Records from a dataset
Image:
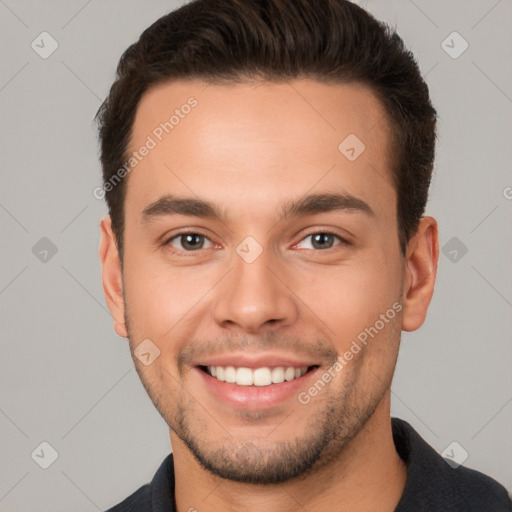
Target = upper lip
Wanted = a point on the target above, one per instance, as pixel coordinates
(255, 361)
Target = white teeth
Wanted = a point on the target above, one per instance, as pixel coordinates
(259, 377)
(278, 375)
(289, 374)
(244, 377)
(230, 374)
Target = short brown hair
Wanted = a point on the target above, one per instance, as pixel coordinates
(332, 41)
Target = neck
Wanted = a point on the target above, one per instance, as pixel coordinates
(367, 475)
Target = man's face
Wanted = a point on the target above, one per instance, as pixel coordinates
(256, 289)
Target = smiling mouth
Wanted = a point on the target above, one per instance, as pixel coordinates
(258, 377)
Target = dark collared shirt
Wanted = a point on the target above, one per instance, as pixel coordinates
(432, 484)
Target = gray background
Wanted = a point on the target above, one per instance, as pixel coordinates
(67, 379)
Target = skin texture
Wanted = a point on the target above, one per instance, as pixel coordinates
(249, 148)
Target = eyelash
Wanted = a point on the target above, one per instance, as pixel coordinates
(342, 241)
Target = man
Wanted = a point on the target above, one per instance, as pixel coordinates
(266, 167)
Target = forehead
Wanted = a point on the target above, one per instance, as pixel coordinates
(246, 144)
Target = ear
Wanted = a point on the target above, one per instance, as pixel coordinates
(112, 277)
(420, 275)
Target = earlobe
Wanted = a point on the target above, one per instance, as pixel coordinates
(420, 274)
(112, 278)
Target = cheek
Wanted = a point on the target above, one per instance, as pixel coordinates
(160, 298)
(347, 298)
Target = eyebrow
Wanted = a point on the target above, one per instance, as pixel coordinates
(308, 205)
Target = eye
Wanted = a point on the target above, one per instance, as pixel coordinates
(189, 242)
(322, 240)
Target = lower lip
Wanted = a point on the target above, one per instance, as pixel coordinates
(255, 397)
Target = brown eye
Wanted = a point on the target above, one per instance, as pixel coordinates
(322, 240)
(189, 242)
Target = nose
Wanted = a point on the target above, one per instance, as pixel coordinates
(254, 297)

* **Problem**: Return the entries above exactly and in full; do not include images.

* **Answer to the exercise**:
Image:
Target = upper lip
Wanted = a point on the target above, one per instance, as pixel coordinates
(255, 361)
Target = white teeth
Wanted = a point on the target above, one per instance, as pixel coordinates
(259, 377)
(278, 375)
(289, 374)
(244, 377)
(230, 374)
Target = short brown hair
Wanted = a point on the target above, one per instance, as pixel coordinates
(332, 41)
Target = neck
Wanted = a point on the target above, one per instance, as pixel coordinates
(367, 475)
Target = man's face
Wanted = a point on the target above, one per instance, as pixel coordinates
(256, 289)
Target = smiling mouth
Wanted = a point on the target above, one per instance, as pixel coordinates
(258, 377)
Target = dark collared shirt
Wanted = a point on the target above, one per instance, as pixel coordinates
(432, 484)
Target = gray background
Wanted = a point on the target above, one per instance, as pixel coordinates
(67, 379)
Target = skin texture
Wanted = a point on the target above, one per instance, as pixel coordinates
(249, 148)
Target = eyelash
Wanted = a point on the target above, one per instance, as pixel coordinates
(342, 241)
Target = man
Wanted = a point on the target above, one per instance, as pixel coordinates
(266, 167)
Target = forehead
Wanted = a point on the target above, one per instance, as pixel coordinates
(246, 144)
Target = ear
Wanted = a point on the target above, one per instance, as pixel coordinates
(112, 277)
(420, 275)
Target = earlobe
Wanted = a point on the target above, one per instance, as pixel coordinates
(420, 274)
(112, 278)
Target = cheek
Wanted = a point on the target above, one per instance, as pixel coordinates
(160, 298)
(347, 298)
Target = eyebrow
Wanted = a point on the target above, one per instance, as pixel coordinates
(308, 205)
Target = eye
Wanted = a point on the target above, one per instance, as pixel coordinates
(189, 242)
(322, 240)
Target = lower lip
Wanted = a point on the target above, one per instance, as pixel coordinates
(255, 397)
Target = brown eye
Wanted = a point on the target above, one per instance, as pixel coordinates
(322, 240)
(189, 242)
Target = nose
Wanted = a point on the target above, one per instance, as pixel coordinates
(254, 297)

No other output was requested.